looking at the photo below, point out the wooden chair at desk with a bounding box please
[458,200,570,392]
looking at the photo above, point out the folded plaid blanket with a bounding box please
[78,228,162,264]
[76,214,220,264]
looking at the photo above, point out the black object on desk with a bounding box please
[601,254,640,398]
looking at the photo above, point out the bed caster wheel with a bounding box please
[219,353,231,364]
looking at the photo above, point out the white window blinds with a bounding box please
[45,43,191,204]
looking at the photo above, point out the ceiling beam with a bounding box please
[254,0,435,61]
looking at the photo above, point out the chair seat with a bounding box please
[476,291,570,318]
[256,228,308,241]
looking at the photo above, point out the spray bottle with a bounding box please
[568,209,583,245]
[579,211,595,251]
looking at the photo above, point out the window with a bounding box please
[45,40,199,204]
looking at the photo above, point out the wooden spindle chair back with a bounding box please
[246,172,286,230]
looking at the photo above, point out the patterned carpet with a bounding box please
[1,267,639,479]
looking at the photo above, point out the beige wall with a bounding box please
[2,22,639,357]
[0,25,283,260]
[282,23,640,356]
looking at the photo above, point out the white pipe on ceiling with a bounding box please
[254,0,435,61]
────────────────
[About this exercise]
Word for word, repeat the lines that begin at the one with "looking at the photo above, point out the beige" and continue to the end of the listing above.

[Reply]
looking at the photo above, point out the beige wall with a bounding box please
[2,22,639,357]
[0,25,283,260]
[282,23,640,356]
looking at the photo above, point out the white pipe on ceiling with a bounding box please
[254,0,435,61]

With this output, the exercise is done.